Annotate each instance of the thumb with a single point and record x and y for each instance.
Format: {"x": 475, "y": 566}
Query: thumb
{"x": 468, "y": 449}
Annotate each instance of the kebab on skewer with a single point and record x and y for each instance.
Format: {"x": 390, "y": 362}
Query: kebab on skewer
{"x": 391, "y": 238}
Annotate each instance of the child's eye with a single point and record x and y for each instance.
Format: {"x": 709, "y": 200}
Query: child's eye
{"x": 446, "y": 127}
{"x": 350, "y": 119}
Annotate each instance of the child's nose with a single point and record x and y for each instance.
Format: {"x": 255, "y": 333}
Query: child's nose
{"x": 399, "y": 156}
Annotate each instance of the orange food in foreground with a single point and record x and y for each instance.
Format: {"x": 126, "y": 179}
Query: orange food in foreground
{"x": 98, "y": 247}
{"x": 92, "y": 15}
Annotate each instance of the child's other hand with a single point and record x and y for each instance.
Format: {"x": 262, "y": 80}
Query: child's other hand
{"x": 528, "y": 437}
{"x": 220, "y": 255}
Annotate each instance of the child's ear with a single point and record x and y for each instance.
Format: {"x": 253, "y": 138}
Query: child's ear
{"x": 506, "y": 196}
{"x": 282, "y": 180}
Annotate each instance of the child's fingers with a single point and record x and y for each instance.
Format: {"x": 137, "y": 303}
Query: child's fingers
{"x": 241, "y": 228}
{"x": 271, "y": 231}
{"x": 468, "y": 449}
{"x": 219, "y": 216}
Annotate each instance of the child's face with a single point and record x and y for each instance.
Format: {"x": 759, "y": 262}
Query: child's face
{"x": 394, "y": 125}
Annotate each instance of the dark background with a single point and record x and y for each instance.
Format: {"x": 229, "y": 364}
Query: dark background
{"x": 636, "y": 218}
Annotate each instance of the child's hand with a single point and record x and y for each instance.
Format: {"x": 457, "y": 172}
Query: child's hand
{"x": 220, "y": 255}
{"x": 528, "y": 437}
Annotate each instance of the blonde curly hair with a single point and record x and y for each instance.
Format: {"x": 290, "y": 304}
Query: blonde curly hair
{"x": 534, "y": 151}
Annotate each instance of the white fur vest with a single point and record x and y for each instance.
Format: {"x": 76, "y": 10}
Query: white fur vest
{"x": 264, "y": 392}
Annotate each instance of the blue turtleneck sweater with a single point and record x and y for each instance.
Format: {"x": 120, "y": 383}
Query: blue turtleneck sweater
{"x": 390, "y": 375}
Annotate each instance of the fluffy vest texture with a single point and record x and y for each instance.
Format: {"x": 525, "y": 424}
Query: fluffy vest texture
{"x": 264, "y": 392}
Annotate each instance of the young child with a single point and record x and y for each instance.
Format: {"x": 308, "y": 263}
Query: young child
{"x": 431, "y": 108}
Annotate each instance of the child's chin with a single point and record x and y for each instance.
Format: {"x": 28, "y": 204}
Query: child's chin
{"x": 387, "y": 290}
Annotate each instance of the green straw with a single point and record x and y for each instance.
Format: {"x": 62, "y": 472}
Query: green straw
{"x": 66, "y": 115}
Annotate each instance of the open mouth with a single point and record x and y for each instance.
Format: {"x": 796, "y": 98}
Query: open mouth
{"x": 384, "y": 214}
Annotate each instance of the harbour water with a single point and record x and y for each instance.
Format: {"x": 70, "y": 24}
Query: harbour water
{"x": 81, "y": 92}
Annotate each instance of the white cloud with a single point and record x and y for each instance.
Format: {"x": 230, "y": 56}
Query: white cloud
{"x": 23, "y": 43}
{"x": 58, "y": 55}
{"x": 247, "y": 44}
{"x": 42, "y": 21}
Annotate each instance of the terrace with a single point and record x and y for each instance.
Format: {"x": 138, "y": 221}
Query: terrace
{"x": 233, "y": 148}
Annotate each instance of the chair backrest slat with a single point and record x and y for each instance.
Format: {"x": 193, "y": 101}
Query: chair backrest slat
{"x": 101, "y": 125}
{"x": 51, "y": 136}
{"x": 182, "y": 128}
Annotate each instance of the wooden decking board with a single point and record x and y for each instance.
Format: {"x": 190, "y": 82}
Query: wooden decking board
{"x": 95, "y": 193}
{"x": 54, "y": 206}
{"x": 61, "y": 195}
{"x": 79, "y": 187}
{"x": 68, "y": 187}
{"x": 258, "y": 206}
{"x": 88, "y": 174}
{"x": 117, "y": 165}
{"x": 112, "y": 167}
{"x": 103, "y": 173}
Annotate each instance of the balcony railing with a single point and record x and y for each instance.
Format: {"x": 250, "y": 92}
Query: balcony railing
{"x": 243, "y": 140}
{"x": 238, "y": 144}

+++

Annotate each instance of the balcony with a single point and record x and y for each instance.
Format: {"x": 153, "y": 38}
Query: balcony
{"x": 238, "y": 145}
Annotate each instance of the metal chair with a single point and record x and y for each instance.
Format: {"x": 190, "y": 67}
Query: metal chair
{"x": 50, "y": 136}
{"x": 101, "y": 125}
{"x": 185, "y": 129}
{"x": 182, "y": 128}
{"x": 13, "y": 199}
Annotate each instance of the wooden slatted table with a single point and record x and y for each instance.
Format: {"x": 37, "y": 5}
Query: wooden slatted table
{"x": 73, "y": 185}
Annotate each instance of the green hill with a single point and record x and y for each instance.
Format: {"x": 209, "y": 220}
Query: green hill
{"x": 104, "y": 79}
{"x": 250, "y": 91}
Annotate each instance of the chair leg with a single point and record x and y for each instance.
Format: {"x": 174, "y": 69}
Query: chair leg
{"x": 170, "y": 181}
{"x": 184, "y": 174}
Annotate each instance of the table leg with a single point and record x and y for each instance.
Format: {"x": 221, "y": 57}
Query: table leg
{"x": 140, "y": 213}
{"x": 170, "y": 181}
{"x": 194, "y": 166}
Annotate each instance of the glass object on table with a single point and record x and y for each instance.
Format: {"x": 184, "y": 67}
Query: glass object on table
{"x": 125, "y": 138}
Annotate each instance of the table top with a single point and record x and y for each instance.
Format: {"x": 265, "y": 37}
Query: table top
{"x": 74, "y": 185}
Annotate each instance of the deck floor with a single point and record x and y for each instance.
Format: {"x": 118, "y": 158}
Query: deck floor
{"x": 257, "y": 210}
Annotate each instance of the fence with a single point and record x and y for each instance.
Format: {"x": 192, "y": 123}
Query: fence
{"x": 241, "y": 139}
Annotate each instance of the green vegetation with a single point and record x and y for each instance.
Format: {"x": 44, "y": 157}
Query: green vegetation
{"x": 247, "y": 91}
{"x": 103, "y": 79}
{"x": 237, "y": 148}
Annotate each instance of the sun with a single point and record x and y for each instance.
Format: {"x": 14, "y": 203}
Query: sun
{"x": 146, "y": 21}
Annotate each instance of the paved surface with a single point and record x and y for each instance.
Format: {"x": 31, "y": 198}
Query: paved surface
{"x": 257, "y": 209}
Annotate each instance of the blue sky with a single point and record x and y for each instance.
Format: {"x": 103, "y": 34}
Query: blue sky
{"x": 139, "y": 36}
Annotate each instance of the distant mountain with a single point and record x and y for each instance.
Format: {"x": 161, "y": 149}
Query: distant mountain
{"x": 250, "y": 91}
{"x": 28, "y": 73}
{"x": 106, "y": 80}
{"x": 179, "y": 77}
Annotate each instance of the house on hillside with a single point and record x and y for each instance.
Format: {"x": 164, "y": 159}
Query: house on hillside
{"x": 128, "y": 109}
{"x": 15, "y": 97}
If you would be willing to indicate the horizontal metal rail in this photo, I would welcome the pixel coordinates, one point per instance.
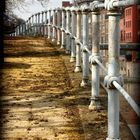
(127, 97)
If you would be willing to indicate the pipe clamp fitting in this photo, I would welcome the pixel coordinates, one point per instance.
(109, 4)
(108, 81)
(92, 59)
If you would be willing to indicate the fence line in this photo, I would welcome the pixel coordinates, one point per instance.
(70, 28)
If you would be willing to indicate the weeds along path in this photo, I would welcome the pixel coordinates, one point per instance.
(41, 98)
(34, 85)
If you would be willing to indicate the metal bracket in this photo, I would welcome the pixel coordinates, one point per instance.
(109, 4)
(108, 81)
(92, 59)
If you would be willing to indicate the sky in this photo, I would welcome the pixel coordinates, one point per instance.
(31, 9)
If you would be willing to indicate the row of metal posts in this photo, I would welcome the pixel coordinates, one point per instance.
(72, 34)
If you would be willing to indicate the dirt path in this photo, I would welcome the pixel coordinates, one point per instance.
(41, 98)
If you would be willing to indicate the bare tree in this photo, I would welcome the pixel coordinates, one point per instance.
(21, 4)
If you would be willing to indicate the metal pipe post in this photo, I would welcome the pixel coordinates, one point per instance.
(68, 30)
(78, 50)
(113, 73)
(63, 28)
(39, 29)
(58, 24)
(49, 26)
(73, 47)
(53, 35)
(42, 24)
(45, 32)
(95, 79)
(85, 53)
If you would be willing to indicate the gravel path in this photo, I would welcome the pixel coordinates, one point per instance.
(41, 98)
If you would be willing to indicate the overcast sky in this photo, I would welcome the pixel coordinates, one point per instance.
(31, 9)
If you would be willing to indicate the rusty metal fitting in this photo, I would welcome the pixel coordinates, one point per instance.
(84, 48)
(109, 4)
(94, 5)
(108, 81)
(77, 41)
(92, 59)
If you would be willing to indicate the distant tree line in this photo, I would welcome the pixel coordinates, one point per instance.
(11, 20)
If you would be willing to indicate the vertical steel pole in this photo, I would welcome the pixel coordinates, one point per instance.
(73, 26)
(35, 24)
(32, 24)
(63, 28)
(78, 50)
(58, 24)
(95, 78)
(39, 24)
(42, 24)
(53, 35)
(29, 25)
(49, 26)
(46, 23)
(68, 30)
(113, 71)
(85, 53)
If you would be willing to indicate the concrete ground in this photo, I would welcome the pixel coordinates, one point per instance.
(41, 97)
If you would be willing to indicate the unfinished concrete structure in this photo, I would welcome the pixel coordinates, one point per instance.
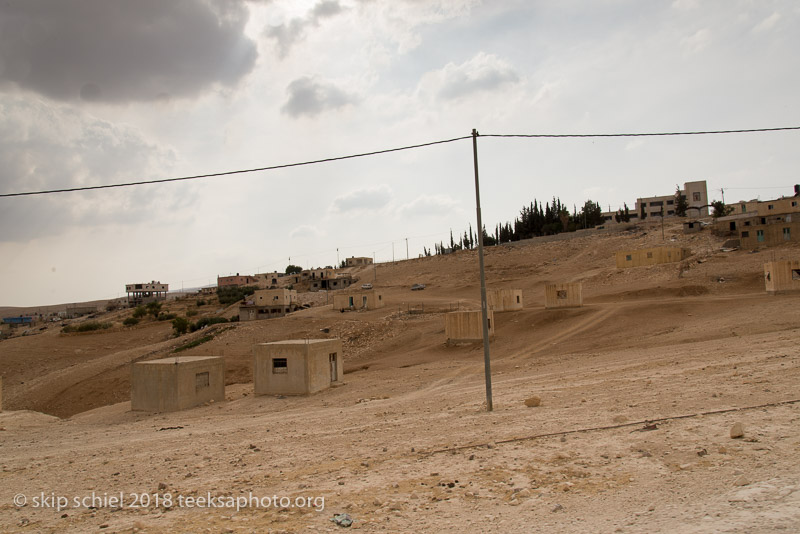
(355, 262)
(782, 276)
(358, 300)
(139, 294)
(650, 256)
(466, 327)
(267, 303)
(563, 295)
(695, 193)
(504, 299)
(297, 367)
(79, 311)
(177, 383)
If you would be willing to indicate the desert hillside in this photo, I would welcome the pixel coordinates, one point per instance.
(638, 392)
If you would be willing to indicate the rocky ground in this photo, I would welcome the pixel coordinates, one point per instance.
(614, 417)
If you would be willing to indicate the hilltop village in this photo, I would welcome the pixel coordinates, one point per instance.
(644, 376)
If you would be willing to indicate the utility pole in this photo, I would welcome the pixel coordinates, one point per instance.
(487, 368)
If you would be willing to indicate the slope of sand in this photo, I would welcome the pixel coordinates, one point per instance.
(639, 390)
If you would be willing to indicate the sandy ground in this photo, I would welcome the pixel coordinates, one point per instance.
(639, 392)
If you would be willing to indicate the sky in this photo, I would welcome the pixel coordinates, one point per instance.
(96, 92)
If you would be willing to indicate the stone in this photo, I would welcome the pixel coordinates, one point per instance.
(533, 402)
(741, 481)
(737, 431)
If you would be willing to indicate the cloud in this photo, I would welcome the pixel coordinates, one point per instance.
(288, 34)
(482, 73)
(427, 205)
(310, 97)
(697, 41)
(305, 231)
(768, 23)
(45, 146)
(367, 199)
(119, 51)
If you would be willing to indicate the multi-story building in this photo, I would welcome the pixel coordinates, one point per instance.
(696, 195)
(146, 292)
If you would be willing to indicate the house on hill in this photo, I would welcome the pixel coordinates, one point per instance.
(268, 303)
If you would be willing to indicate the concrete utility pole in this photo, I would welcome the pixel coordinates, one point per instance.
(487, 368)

+++

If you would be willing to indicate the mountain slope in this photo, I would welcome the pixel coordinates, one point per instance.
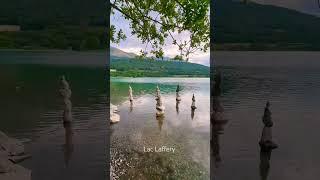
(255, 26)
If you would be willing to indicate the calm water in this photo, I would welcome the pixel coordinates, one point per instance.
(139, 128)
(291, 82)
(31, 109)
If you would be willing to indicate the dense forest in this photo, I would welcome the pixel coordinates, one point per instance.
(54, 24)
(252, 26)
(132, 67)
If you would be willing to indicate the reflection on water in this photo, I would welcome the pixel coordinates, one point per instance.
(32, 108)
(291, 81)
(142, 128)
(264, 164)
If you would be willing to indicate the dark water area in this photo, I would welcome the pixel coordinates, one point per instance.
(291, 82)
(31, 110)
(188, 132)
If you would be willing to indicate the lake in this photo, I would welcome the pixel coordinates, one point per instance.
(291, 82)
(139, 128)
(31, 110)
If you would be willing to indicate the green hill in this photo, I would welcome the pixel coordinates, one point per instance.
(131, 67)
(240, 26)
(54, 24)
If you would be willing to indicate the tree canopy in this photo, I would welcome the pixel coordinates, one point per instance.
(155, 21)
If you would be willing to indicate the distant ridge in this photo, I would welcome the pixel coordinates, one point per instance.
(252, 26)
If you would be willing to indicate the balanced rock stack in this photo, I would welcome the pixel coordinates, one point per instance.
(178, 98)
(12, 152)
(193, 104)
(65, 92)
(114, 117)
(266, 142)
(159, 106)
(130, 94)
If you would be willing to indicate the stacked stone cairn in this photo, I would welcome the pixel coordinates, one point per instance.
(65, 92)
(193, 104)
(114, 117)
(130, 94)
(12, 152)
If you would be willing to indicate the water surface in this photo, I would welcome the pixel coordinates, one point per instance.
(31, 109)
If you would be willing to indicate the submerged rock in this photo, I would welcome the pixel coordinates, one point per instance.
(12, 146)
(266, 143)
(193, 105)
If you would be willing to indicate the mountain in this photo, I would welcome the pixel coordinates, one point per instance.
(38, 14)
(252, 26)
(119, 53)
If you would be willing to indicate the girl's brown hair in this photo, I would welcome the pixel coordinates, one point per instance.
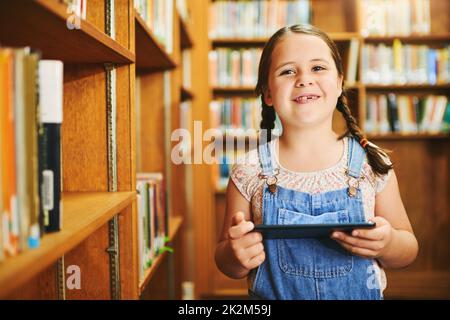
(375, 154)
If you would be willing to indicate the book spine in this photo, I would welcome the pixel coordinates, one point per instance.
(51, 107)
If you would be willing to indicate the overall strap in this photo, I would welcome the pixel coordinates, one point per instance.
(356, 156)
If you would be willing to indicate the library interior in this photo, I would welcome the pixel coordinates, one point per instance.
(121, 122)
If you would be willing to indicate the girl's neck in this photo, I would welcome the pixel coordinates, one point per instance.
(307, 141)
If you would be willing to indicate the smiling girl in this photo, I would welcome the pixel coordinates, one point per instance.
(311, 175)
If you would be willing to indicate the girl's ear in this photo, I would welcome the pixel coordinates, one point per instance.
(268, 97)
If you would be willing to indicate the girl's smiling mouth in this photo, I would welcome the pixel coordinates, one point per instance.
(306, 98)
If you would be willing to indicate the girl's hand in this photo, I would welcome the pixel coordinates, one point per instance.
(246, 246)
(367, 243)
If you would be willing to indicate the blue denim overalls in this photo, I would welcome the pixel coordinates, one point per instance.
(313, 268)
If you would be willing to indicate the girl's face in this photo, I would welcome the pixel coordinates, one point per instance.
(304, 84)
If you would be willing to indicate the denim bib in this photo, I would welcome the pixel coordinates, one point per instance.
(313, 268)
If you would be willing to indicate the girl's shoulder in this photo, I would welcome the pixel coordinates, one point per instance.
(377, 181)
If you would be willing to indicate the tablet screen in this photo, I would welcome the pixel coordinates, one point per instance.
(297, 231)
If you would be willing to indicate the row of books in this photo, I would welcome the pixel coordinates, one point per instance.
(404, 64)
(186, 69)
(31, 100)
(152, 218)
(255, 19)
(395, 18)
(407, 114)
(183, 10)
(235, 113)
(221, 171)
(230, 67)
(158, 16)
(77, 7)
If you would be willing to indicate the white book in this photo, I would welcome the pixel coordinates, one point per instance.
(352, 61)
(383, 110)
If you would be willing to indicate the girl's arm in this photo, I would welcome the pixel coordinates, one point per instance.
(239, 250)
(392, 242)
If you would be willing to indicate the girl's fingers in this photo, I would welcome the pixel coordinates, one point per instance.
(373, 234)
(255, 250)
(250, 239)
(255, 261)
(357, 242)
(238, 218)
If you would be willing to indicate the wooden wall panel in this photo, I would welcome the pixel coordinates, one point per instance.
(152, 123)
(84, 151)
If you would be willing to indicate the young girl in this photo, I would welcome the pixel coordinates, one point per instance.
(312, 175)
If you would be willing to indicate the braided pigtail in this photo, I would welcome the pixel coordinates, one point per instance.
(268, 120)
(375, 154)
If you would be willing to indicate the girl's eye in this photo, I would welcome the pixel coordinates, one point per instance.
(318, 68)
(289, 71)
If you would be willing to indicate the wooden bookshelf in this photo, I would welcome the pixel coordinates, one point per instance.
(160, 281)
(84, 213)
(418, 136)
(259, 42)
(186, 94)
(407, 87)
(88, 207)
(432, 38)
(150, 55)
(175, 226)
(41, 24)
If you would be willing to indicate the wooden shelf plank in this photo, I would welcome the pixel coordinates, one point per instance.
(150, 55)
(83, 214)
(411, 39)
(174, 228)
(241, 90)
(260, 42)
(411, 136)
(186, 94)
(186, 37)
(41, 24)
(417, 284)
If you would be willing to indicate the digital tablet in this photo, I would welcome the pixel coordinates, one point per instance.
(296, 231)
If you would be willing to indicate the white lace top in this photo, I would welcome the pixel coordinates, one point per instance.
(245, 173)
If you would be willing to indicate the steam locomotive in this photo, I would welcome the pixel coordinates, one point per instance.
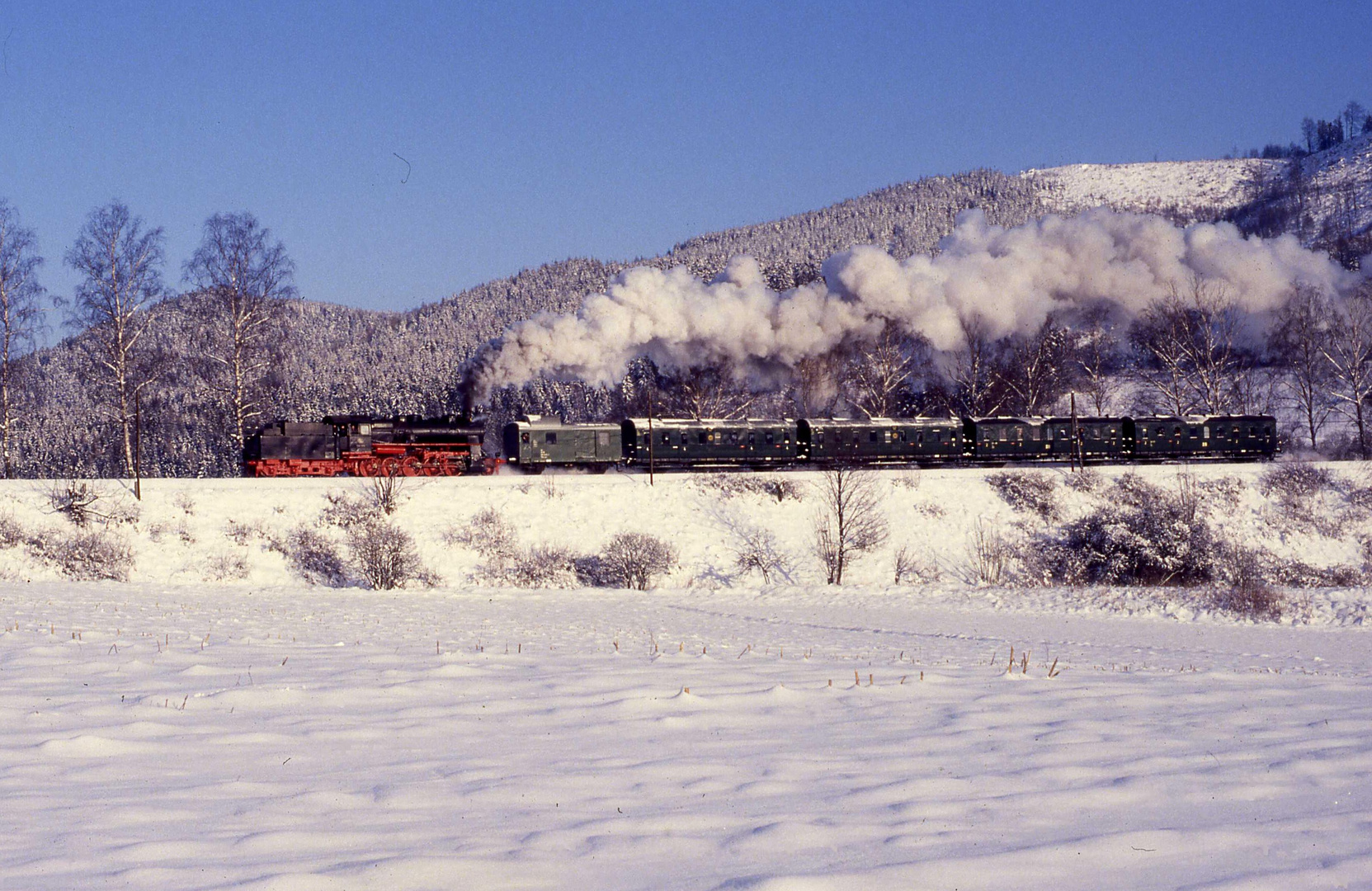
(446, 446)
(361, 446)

+++

*EXERCISE INSTRUCTIONS*: Look above for the line with "Query: child's chin" and the line with "Annotate each instance of the open"; transcribe both and all lines in between, exactly, and nothing else.

*THE ANSWER*:
Query: child's chin
{"x": 387, "y": 290}
Annotate each instance of the green straw with a single point and record x and y for each instance.
Format: {"x": 62, "y": 472}
Query: green straw
{"x": 66, "y": 115}
Annotate each instance of the open mouth with a single point and record x and y for each instance.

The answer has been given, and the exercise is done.